Tão longe, tão perto: a sina de bons times do River caírem nas semifinais da Libertadores
Somos humanos. Com o 2-0 millonario em La Fortaleza ontem, já tínhamos preparado estoque para mais uma nota da série “Elementos em comum” que costumamos fazer entre equipes argentinas e brasileiras na Libertadores, dessa vez entre River e Grêmio (o brasileiro Delém, Scotta, Chamaco Rodríguez, Ortiz, Cejas, Sabella, De León, Astrada, Amato, Escalona, Loco Abreu, Maxi López e recentemente Gastón Fernández) e até separado esta imagem para fins de humor. Mas uma das maiores viradas da história do futebol, a ser realocada facilmente entre as três primeiras listadas aqui, reascendeu uma sina que se impregnou na Banda Roja: bons times sucumbirem nas semifinais do torneio. Vale relembrar episódios anteriores.
Para tanto, vamos considerar apenas as semifinais em mata-mata e não em quadrangulares, formatos comuns de meados dos anos 60 a fins dos anos 80 e onde o River, curiosamente, calhou de adentrar na chave do time campeão sempre que chegava em tal fase (Racing em 1967, Boca em 1978, Peñarol em 1982 e 1987). Um primeiro capítulo deu-se em 1970. O clube naquela época já vivia seu maior jejum, treze anos, que se alongariam até dezoito.
De modo cruel, o time havia sido bivice argentino em 1969, perdendo o Metropolitano para o nanico Chacarita, e de goleada na final, e o Nacional para o Boca, em confronto direto na rodada final em pleno Monumental. O rival precisava só do empate e conseguiu um 2-2 graças a dois gols de um volante, Norberto Madurga (campeão brasileiro com o Palmeiras em 1972). Aquela foi a única volta olímpica que o Boca deu no Monumental após título sobre o arquirrival, ou tentou: o sistema de irrigação foi acionado para melar a festa. Na época, o campeão do Metropolitano ainda não tinha vaga na Libertadores, e como vice do Torneio Nacional o Millo se classificou à edição de 1970. Nela, cruzou com o Boca tanto na primeira como na segunda fase de grupos.

Material reunido:

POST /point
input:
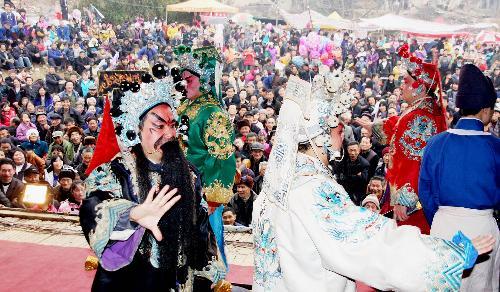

Tarefa: Continue o texto sobre o River e as semifinais da Libertadores, começando logo depois da última frase, a que fala dos encontros com o Boca na edição de 1970.

Resposta:
Dessa vez, o River venceu no Monumental (1-0, gol por sinal do futuro gremista Chamaco Rodríguez) e segurou um 1-1 em La Bombonera. Contava com um ótimo lado ofensivo, com o segundo maior artilheiro de sua história, Oscar Más; o recordista de gols em uma só Libertadores, Daniel Onega, autor de 17 na edição de 1966 (perdida exatamente por um 4-2 após vitória parcial de 2-0…); e o autor do que teria sido o primeiro gol do Brasileirão, aos que se opõem à unificação com os torneios pré-1971, outro futuro gremista, Scotta. Por dois pontos a mais, avançaram a uma semifinal caseira com o Estudiantes, então bi seguido do torneio.
Os tarimbados pincharratas não deram chances, vencendo as duas partidas: Eduardo Flores fez o único gol no Monumental. Como o River também disputava acirradamente o título doméstico em meio àquele jejum, usou titulares entre o jogo de ida e volta para um compromisso no Metropolitano. Já o time de La Plata descansou os seus, e na volta deu um passeio: Más marcou para a visita, mas Jorge Solari (tio de Santiago Solari, ex-Real Madrid nos anos 2000), Juan Echecopar e Juan Ramón Verón, o igualmente craque pai de Juan Sebastián, anotaram para os mandantes. Para piorar, o River adiante perderia o título doméstico nos critérios de desempate para o Independiente, graças a um gol do concorrente nos minutos finais – de um clássico com o Racing.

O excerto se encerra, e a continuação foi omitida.